PASSAGE:
□ □ □ □ □

Posted on 07/06/2018 8:21:59 AM PDT by Salvation
Monsignor Pope Ping!
I can’t stand the RCC’s posture of extreme passivism. Jesus wasn’t unswervingly passivist unless that served His purpose. He was sometimes violent, or suggested a violent consequence for people’s behavior. How do readers of the Gospels miss this?
My impression, looking from the outside, is that this is a fairly recent phenomenon. From Constantine until at least the conquistadors, the Catholic church was not averse to organizing Christian-based military for its purposes, usually laudatory.
As late as the early 20th century, Chesterton argued against both pacifism and militarism (see here), and his argument sounds to me like a modern version of Aquinas. I also remember Lewis somewhere arguing that Christianity is a precarious paradox of extremes, one of which was the simultaneous necessity for both militarism and pacifism--but I can't remember whether he wrote that before or after becoming Catholic.
In fact, one can’t pin faith on any earthly “ism” because the Spirit can pick and choose among them at any time, making either of them the “wrong answer” at any moment.

□ □ □ □ □

DATA SECTION:
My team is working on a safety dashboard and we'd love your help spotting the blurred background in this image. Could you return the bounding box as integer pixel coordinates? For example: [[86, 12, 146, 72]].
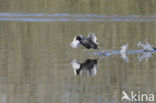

□ □ □ □ □

WHAT YOU WILL DO:
• a. Write out the part of the discussion on pacifism that opens with the words containing "As late as the" and closes with "after becoming Catholic.".
• b. Answer these questions using the discussion on pacifism:
(i) According to the discussion, during what span was the Catholic church not averse to organizing Christian-based military for its purposes?
(ii) Chesterton's argument sounds to the writer like a modern version of whose thinking?
(iii) On what date and at what time is the discussion posted?

ANSWERS TO THE EXERCISES:
• a.
As late as the early 20th century, Chesterton argued against both pacifism and militarism (see here), and his argument sounds to me like a modern version of Aquinas. I also remember Lewis somewhere arguing that Christianity is a precarious paradox of extremes, one of which was the simultaneous necessity for both militarism and pacifism--but I can't remember whether he wrote that before or after becoming Catholic.

• b.
(i) From Constantine until at least the conquistadors.
(ii) Aquinas.
(iii) 07/06/2018, at 8:21:59 AM PDT.